(Records from a data source)
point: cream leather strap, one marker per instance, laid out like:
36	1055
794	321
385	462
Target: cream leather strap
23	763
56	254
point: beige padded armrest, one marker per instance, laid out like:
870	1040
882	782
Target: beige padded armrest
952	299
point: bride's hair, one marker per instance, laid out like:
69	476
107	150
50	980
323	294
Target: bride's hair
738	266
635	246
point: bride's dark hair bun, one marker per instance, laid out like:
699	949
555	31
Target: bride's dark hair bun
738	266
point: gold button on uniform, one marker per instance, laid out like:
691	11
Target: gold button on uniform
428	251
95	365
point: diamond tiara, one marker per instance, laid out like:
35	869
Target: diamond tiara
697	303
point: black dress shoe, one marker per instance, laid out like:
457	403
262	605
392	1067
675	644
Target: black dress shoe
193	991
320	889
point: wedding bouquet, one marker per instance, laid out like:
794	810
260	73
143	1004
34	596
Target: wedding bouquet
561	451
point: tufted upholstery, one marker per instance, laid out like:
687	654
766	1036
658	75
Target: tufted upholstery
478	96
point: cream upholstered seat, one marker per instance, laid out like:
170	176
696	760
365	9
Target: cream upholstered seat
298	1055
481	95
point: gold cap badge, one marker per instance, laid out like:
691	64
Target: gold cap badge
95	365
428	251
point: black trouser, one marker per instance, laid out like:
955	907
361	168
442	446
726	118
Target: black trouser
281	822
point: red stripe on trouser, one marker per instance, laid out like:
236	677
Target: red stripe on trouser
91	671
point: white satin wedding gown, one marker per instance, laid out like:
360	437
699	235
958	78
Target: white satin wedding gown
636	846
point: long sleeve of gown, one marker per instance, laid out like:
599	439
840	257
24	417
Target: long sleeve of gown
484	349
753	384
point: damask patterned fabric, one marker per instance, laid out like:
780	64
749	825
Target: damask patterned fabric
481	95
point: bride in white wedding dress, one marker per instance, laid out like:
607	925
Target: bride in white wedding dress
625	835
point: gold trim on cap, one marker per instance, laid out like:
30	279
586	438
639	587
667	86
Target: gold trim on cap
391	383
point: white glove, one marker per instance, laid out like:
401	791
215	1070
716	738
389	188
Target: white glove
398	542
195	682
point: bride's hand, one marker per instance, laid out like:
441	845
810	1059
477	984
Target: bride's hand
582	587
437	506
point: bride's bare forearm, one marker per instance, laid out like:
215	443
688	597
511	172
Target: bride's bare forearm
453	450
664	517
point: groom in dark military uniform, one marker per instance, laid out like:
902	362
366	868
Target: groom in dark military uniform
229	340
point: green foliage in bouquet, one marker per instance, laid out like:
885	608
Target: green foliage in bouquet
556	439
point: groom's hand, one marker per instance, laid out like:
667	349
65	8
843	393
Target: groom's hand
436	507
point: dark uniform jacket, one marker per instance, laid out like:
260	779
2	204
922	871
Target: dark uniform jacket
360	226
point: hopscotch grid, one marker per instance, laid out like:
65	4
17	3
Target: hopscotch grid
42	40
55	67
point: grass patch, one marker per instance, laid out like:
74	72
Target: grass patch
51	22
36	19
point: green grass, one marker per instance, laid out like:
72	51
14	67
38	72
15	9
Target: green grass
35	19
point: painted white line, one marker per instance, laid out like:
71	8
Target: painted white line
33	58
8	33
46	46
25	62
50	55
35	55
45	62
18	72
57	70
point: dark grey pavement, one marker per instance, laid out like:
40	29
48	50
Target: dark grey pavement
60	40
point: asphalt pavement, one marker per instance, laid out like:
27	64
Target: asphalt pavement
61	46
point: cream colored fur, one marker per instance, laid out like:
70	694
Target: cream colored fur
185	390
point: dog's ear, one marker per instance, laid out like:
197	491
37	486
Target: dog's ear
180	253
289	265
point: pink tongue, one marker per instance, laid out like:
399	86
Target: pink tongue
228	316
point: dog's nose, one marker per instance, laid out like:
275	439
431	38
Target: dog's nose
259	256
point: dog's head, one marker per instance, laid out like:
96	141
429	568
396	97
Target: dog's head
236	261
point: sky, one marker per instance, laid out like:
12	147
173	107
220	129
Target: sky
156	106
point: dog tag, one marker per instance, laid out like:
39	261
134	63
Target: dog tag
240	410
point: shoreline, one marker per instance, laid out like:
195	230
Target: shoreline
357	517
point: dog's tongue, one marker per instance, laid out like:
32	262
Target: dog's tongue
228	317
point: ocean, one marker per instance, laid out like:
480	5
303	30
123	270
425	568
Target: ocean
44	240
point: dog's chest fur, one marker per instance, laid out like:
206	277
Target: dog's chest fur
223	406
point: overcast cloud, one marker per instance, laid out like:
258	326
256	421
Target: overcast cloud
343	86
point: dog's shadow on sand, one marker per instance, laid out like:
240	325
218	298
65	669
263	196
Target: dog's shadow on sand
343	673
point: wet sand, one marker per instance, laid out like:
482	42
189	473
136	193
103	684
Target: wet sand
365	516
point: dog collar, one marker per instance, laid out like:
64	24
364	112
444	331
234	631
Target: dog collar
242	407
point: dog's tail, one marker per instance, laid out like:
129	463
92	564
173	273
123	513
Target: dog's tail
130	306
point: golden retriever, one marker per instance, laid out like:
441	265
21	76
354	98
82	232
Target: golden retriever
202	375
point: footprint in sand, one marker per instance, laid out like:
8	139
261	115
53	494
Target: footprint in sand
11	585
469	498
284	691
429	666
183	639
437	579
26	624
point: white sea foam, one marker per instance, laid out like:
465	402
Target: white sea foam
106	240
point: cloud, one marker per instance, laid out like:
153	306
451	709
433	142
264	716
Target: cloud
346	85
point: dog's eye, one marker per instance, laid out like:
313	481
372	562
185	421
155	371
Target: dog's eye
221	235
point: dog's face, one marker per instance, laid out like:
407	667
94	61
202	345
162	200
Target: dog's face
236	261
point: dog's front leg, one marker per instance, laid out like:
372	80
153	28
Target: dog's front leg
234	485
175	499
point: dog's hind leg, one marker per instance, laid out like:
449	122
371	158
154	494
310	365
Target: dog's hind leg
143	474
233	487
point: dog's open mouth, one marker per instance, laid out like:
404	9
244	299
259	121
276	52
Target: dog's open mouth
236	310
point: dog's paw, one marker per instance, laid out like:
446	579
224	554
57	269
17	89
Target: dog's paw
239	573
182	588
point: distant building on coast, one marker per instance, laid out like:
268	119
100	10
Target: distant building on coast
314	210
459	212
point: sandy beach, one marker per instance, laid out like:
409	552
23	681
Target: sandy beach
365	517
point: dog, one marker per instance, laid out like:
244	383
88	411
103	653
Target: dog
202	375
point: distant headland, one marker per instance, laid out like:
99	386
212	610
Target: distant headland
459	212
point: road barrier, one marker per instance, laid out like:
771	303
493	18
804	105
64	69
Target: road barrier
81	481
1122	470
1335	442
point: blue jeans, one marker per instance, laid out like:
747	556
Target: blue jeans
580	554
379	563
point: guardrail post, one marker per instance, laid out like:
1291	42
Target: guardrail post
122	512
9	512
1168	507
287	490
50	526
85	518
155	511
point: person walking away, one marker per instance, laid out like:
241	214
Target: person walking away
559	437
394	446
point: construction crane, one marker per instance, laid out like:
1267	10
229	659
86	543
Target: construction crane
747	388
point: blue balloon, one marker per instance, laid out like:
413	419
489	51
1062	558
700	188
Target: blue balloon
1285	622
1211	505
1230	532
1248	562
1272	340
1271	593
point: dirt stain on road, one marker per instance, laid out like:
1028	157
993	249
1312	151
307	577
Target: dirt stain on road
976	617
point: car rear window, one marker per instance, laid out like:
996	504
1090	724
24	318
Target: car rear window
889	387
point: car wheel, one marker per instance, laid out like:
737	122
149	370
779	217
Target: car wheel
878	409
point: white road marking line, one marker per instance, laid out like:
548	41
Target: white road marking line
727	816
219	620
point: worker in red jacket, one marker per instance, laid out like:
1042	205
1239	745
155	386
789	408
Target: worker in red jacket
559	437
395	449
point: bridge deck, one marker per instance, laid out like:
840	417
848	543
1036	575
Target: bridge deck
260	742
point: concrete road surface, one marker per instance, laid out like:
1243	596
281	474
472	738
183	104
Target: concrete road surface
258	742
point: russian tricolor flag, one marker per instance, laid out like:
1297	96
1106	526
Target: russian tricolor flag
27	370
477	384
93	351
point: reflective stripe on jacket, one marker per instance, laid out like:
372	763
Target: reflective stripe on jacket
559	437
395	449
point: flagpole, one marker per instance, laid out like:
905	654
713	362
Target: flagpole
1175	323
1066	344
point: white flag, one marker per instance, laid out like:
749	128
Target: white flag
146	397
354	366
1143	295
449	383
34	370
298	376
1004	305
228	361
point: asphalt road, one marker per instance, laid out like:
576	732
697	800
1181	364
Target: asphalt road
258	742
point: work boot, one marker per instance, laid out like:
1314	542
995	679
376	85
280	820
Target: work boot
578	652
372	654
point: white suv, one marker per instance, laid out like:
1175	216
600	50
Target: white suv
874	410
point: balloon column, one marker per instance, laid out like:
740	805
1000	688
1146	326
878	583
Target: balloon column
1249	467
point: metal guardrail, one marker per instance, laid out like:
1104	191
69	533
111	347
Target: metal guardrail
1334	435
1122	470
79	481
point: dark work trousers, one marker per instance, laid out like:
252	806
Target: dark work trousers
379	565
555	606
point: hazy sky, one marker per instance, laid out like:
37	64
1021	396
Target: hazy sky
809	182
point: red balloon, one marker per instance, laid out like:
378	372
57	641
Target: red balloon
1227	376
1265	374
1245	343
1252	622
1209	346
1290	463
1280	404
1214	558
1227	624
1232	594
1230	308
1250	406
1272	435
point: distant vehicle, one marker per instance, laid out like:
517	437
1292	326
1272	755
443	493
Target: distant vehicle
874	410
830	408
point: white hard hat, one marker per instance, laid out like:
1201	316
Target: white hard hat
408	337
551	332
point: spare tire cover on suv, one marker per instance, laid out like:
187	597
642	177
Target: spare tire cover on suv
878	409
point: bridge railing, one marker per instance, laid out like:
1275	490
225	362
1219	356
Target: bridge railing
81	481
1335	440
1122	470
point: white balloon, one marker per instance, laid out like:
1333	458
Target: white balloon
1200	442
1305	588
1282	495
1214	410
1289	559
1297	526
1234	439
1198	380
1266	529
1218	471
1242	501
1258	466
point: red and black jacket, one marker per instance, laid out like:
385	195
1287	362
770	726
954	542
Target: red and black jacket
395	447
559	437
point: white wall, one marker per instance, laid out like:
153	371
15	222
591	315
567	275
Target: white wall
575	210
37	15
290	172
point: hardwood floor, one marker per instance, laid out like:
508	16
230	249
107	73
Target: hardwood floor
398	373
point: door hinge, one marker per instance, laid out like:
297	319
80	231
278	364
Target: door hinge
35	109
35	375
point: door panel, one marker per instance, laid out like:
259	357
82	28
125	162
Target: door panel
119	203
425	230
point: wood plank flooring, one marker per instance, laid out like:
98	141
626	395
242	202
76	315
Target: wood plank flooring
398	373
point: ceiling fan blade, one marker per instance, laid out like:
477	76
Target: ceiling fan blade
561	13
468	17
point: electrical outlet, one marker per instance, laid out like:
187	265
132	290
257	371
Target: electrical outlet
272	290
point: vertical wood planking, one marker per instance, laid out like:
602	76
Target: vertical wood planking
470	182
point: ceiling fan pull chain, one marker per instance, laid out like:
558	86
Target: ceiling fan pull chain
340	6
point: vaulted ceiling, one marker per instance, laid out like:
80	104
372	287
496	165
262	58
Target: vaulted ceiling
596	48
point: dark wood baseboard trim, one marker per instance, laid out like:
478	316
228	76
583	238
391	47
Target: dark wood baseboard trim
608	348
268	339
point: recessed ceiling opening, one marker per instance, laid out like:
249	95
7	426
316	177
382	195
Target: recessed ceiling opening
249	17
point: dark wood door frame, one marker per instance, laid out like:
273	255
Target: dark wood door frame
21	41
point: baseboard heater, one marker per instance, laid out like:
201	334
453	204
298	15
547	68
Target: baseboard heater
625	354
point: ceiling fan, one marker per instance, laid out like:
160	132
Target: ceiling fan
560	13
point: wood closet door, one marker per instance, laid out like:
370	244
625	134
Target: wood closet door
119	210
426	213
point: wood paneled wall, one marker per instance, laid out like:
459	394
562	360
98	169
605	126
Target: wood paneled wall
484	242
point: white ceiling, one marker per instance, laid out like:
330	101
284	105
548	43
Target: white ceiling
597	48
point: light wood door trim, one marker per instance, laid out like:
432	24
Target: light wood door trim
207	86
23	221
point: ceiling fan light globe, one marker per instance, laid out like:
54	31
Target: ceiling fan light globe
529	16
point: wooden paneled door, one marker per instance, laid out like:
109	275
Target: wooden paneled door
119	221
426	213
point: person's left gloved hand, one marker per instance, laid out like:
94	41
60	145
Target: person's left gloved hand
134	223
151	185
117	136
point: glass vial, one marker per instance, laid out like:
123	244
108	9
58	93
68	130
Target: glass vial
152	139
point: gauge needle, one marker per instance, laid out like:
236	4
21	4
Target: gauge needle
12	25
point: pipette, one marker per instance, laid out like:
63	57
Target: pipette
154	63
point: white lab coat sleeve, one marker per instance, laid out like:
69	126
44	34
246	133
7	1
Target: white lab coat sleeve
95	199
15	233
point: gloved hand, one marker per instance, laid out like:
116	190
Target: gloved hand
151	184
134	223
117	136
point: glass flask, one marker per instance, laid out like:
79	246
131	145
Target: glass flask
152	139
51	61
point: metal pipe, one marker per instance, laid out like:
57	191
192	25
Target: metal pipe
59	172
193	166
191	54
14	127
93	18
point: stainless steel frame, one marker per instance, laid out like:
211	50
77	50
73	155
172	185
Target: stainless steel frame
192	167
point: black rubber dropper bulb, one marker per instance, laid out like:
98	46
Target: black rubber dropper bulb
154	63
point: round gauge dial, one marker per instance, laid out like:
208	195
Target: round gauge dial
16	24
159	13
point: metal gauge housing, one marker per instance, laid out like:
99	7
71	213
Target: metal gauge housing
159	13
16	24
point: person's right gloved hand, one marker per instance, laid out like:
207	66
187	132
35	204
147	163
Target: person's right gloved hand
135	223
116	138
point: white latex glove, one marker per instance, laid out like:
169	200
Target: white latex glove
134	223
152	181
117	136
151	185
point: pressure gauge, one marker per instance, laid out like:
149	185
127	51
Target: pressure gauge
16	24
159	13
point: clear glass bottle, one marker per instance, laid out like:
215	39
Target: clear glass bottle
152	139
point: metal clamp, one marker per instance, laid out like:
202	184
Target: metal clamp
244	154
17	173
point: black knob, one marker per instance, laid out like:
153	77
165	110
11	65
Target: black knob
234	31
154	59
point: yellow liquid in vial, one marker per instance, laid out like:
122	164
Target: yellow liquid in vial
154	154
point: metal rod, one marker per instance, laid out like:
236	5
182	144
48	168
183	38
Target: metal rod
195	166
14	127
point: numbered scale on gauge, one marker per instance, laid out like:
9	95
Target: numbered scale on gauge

* _TASK ITEM_: Every line above that holds the string "scale" should be copied out.

* _RESPONSE AREA_:
point: numbered scale on gauge, one marker per instance, laid out like:
Target: numbered scale on gauge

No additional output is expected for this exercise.